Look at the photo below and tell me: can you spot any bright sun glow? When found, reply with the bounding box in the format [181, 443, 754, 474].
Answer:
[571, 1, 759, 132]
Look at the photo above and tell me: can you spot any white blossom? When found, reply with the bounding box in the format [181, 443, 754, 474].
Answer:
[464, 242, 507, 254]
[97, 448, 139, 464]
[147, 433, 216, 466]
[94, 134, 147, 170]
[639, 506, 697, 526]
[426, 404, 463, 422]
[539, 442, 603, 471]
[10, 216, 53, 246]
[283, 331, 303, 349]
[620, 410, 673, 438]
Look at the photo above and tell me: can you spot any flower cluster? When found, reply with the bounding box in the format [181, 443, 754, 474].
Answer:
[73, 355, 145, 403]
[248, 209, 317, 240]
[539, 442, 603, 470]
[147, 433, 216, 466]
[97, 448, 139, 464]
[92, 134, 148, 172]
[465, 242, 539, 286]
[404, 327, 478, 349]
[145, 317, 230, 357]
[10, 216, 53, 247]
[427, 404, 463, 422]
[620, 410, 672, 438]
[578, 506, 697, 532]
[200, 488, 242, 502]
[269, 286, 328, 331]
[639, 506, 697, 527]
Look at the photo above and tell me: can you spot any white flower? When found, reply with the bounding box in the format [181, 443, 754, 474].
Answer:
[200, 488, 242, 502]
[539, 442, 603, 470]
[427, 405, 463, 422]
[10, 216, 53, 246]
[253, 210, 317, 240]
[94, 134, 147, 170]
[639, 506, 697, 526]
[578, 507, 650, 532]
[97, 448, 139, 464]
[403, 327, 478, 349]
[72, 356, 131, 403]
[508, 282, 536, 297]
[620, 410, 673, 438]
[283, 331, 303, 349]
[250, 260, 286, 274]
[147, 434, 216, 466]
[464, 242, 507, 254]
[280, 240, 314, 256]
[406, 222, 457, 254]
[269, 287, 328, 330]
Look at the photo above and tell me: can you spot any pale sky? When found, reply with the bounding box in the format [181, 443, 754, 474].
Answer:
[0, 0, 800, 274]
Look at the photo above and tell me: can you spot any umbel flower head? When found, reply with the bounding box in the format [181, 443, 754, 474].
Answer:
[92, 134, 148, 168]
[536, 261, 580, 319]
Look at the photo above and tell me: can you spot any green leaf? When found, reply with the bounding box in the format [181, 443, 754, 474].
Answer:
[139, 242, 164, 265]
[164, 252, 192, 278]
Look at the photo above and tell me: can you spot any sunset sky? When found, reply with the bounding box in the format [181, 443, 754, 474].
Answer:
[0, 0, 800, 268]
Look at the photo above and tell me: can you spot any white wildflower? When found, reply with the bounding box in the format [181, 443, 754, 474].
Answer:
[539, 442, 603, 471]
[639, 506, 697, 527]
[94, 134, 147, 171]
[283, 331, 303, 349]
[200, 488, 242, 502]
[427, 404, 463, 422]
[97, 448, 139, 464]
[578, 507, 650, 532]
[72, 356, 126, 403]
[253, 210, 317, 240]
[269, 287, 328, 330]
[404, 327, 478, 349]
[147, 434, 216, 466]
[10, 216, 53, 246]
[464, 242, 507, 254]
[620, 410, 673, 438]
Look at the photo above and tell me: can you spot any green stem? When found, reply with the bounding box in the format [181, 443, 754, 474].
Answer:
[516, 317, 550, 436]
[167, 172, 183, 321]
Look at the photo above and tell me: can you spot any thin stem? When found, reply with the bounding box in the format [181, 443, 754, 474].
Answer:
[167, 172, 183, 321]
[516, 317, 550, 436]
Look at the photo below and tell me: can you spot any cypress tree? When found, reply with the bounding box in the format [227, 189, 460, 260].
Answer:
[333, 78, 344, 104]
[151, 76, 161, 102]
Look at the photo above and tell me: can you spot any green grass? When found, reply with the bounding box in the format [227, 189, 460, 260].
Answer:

* **PROBLEM TO WORK ON**:
Copy out every line from the one that contains "any green leaf?" through the one that contains "[0, 0, 800, 268]", changing nothing except the box coordinates given as answers, each of which should be offset by 104; leave every other number as it is.

* **CORRECT ANSWER**:
Look at the photo above and tell me: can you spot any green leaf? When found, reply with the bounding box in the format [181, 443, 754, 474].
Answer:
[243, 346, 268, 369]
[268, 356, 296, 382]
Look at the photo above and tell me: can you spot any sunset sky? When found, reply with the bounding box in the format [181, 443, 754, 474].
Answer:
[104, 104, 904, 372]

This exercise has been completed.